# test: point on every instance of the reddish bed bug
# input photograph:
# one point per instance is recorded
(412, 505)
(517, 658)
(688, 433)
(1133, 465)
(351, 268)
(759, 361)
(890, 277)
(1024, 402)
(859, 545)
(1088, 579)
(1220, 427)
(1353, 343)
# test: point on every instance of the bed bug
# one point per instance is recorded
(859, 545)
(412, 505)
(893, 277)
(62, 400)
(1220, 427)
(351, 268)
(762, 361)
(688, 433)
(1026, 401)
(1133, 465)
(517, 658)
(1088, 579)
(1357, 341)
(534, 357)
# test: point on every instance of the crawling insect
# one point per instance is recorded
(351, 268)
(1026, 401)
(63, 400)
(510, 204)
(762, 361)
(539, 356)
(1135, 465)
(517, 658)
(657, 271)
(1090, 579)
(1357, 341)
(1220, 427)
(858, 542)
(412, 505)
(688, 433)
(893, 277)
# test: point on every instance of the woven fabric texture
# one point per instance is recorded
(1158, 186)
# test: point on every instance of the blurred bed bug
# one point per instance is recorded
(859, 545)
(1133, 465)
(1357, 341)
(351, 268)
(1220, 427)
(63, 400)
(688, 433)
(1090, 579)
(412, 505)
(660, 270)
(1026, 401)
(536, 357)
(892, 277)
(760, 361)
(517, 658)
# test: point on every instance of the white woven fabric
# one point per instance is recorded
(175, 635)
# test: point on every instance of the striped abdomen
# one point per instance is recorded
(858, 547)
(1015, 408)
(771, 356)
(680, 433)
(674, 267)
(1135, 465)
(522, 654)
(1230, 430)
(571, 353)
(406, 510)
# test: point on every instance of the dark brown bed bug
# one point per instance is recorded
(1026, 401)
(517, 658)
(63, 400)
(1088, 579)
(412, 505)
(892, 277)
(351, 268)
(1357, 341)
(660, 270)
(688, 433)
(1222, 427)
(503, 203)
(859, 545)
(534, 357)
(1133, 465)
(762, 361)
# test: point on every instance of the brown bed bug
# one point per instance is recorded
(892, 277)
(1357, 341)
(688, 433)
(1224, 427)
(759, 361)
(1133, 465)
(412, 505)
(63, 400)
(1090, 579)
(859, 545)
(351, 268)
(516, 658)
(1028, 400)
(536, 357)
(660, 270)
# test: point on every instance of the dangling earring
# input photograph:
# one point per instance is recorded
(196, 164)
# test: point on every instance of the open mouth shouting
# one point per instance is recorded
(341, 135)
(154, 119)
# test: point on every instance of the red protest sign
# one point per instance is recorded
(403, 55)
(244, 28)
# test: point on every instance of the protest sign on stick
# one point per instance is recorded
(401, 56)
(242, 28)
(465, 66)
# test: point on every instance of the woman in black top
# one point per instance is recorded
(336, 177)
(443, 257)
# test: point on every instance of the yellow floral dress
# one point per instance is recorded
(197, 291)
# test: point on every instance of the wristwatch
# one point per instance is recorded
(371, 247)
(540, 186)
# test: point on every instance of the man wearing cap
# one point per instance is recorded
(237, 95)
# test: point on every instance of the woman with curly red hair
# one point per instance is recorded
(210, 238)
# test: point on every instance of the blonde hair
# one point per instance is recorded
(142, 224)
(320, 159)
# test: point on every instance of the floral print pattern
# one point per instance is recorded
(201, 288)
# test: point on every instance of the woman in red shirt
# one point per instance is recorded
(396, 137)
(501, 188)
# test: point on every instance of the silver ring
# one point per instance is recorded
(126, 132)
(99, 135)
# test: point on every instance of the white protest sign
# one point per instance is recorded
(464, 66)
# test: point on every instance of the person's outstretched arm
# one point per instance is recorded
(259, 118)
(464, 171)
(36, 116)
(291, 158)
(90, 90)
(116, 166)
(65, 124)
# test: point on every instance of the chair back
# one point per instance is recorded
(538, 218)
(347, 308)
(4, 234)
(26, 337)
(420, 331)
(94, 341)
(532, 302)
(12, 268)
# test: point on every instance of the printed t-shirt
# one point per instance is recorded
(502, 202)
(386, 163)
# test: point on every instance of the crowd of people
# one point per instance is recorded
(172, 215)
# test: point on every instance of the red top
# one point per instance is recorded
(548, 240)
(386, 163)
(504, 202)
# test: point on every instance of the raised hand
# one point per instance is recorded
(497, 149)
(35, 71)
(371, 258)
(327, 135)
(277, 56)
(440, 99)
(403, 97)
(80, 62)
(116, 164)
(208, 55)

━━━━━━━━

→ PROBLEM TO WORK ON: Copy all the entries above again, changing every "one point per instance is recorded" to "a single point marks each instance" and leaving everything else the same.

→ THE ANSWER:
# test: point on every instance of the reddish bed bug
# input photograph:
# a single point marks each instance
(412, 505)
(517, 658)
(688, 433)
(1133, 465)
(351, 268)
(759, 361)
(890, 277)
(1024, 402)
(859, 545)
(1088, 579)
(1220, 427)
(1353, 343)
# test: point on every instance of the bed bug
# a single point marks each instance
(859, 545)
(412, 505)
(893, 277)
(62, 400)
(1220, 427)
(351, 268)
(762, 361)
(688, 433)
(1026, 401)
(1133, 465)
(517, 658)
(1088, 579)
(1357, 341)
(534, 357)
# test: point on every instance of the crawling insect
# a single point marks each instance
(351, 268)
(1026, 401)
(63, 400)
(510, 204)
(762, 361)
(539, 356)
(1135, 465)
(517, 658)
(657, 271)
(1090, 579)
(1357, 341)
(1220, 427)
(858, 542)
(412, 505)
(688, 433)
(893, 277)
# test: point on every instance of the woven fabric texture
# a single point marks each instance
(1158, 186)
# test: point on every instance of the blurred bed bug
# a single point marks each instance
(859, 545)
(1133, 465)
(1357, 341)
(351, 268)
(1220, 427)
(63, 400)
(688, 433)
(1090, 579)
(412, 505)
(660, 270)
(1026, 401)
(536, 357)
(892, 277)
(760, 361)
(517, 658)
# test: point on every instance of the white woven fabric
# a single point marks each instance
(175, 635)
# test: point on every instance of the striped abdomen
# a single point marks each instance
(858, 547)
(1015, 408)
(771, 356)
(680, 433)
(674, 267)
(1135, 465)
(522, 654)
(1230, 430)
(571, 353)
(406, 510)
# test: point on every instance of the dark brown bed bug
# a single point marks each instance
(1026, 401)
(517, 658)
(63, 400)
(1088, 579)
(412, 505)
(892, 277)
(351, 268)
(1357, 341)
(660, 270)
(688, 433)
(1222, 427)
(503, 203)
(859, 545)
(534, 357)
(1133, 465)
(762, 361)
# test: point on every instance of the brown bed bug
# a single point marks each instance
(892, 277)
(1357, 341)
(688, 433)
(1224, 427)
(759, 361)
(1133, 465)
(412, 505)
(63, 400)
(1090, 579)
(859, 545)
(351, 268)
(516, 658)
(1028, 400)
(536, 357)
(660, 270)
# test: point on every instance of the dangling earring
# input photograph:
# a single point marks each instance
(196, 164)
# test: point on every instance of the open mouth shouting
# a single point marks each instance
(341, 135)
(154, 119)
# test: point on every instance of the red protest sign
# a single point marks each instance
(403, 55)
(244, 28)
# test: point on every instance of the protest sign on stick
# a single point marks each instance
(401, 56)
(242, 28)
(465, 66)
# test: point on every instance of the woman in black top
# a single point marks each instance
(336, 177)
(443, 257)
# test: point on every instance of the yellow floral dress
# a single point marks each instance
(197, 291)
# test: point on every instance of the wristwatch
# a single point marks each instance
(371, 247)
(540, 186)
# test: point on every instance of the man wearing cap
# a single point marks each instance
(237, 95)
# test: point on every instance of the woman with curly red hair
# a single point marks each instance
(210, 238)
# test: point on every instance of the blonde hair
# a single point marks each instance
(142, 224)
(320, 159)
# test: point on every instance of the floral print pattern
# a single point marks each instance
(201, 288)
# test: point on every instance of the woman in red shirt
# a single point marks each instance
(396, 137)
(501, 188)
# test: point on every instance of the silver ring
# a single point marks each instance
(126, 132)
(99, 135)
# test: point on every instance of the white protest sign
# a single point marks each instance
(464, 66)
# test: point on every instance of the person's outstretched arm
# a single point marks each instance
(259, 118)
(464, 171)
(36, 116)
(291, 158)
(90, 90)
(116, 166)
(65, 124)
# test: point on every instance of the chair back
# a single point marks each instance
(538, 218)
(347, 308)
(4, 234)
(26, 337)
(420, 331)
(94, 341)
(532, 302)
(12, 268)
# test: point on every instance of the printed t-shirt
# a single point marks each instance
(502, 202)
(386, 163)
# test: point on every instance of the crowd of people
# a single point marks each instance
(172, 215)
# test: point on every instance of the red top
# a single point marks each instance
(548, 240)
(386, 163)
(504, 202)
# test: point on every instance of the raised hand
# a single point marks each instance
(497, 149)
(35, 71)
(371, 258)
(327, 135)
(277, 56)
(440, 99)
(403, 97)
(80, 62)
(116, 164)
(208, 55)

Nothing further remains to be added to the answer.